_What to do_:
A – List every four-digit year that appears in the interview with Chantal Delsol.
B – Output the part of the interview with Chantal Delsol between "Chantal Delsol (Ch.D.): First" and "Chantal Delsol.", inclusive.

Chantal Delsol (Ch.D.): First of all, to confirm what you say, yes, it is Christianity as a civilization influenced and governed by the morals and laws of Christianity, and not Christianity as a religion. Christianity is not at all, I believe, fading away or dying, but it is its control of societies, its civilization, that is collapsing. I do not believe my diagnosis is pessimistic. My look is dispassionate. I begin by observing the incredible upheaval of morals. These reveal the beliefs and concretize them. From the moment when it is no longer Christian dogmas that decide on morals (divorce, abortion, etc.); from the moment when it is multicolored ethics committees that decide, Christianity has disappeared.

Chantal Delsol.

A.I.: The Catholic Church continues to question the Christian cultural universe, implicitly showing that it is ashamed of Christianity. The declarations of Pope Francis are unequivocal in this respect. Francis even seems to want to be the representative of a post-Christian humanitarian morality, almost without transcendence, in which the afterlife and eternal salvation come to occupy a residual place. How and why has the Church as an institution, and more generally all Christian thought, renounced Christianity?

Ch.D.: You are really asking two very different questions.

First: Pope Francis—I don’t believe that he has renounced transcendence, but he is influenced by the times, which is not uncommon historically for Jesuits, who are always under the seduction of fashions and atmospheres. In 17th century China, they were the ones who bordered on heterodoxy by osmosis with the Chinese wisdoms. In the middle of the 20th century, they were the ones who “went along with communism” and so on. Francis is fascinated by ecological religion and by post-Christian humanitarianism.

The second question—that the Church as an institution and Christian thought have given up on Christianity because there is no other way; because no Western society accepts to live under the morals and laws of Christianity anymore. In the few countries that remain Christian by name, such as Poland, the Church is so radical and rigid that it is losing its last supporters. I can see it before my very eyes, live.

A.I.: In the analysis and description of the evolution of the Church, there are two main currents. For some, since the 14th century or the Revolution of 1789, or even the Syllabus of Pius IX (1864) or Vatican II (1965), the Catholic Church has only adapted; it has tried more or less to act with the times; and this attitude leads it inexorably towards the abyss. For others, on the contrary, the Catholic Church has always fought against modernity; it has been frozen in power with clericalism and has never been resolutely open to the reality of the world. For the latter, the Christian God can be reborn in Europe through individual mysticism, or in a communal form, but only if the Catholic Church accepts to reform itself and to evolve, in particular on sexuality. In your opinion, is the present Church in the process of becoming “unworldly?” Or, under the guise of becoming “unworldly,” is it in the process of becoming more worldly?

Ch.D.: In fact, we observe both these two movements which exist at one and the same time, contradicting each other and giving rise, over the last two centuries, to sometimes severe quarrels between Christians. I believe that there is a real, substantial contradiction between modernity and Catholicism. The latter cannot accept freedom of conscience, nor individualism. It is holistic by its very nature. The latest developments in the pedophilia cases tragically describe the Church’s obligation to obey an age that is repugnant to it: to put the individual before the institution; that is, to become more or less individualistic. Only Protestantism is in tune with modernity. Today the tendencies within the Catholic Church are plural. Some are so worldly that they are Protestant. Others defend the old world to the hilt (I gave a conference the other day with a priest who sees the only solution in a return to the Syllabus). But one thing is certain: most clerics are uneasy, worried, tormented, and have no idea where they are heading.

_Supplied material_:
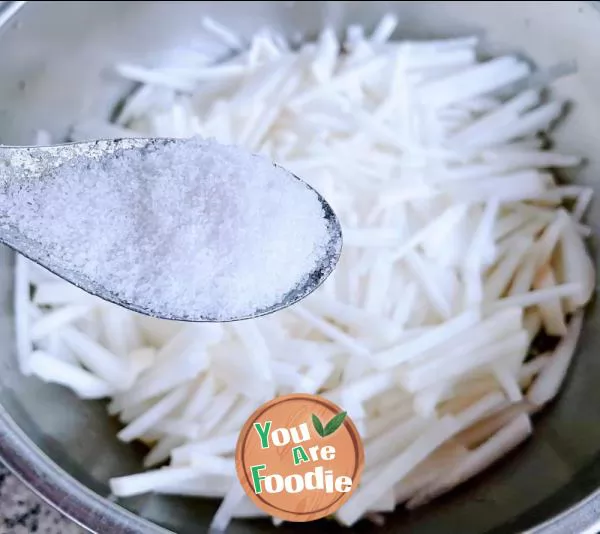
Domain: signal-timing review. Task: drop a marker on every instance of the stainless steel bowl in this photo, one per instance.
(55, 69)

_Answers by item_:
A – 1789, 1864, 1965

B –
Chantal Delsol (Ch.D.): First of all, to confirm what you say, yes, it is Christianity as a civilization influenced and governed by the morals and laws of Christianity, and not Christianity as a religion. Christianity is not at all, I believe, fading away or dying, but it is its control of societies, its civilization, that is collapsing. I do not believe my diagnosis is pessimistic. My look is dispassionate. I begin by observing the incredible upheaval of morals. These reveal the beliefs and concretize them. From the moment when it is no longer Christian dogmas that decide on morals (divorce, abortion, etc.); from the moment when it is multicolored ethics committees that decide, Christianity has disappeared.

Chantal Delsol.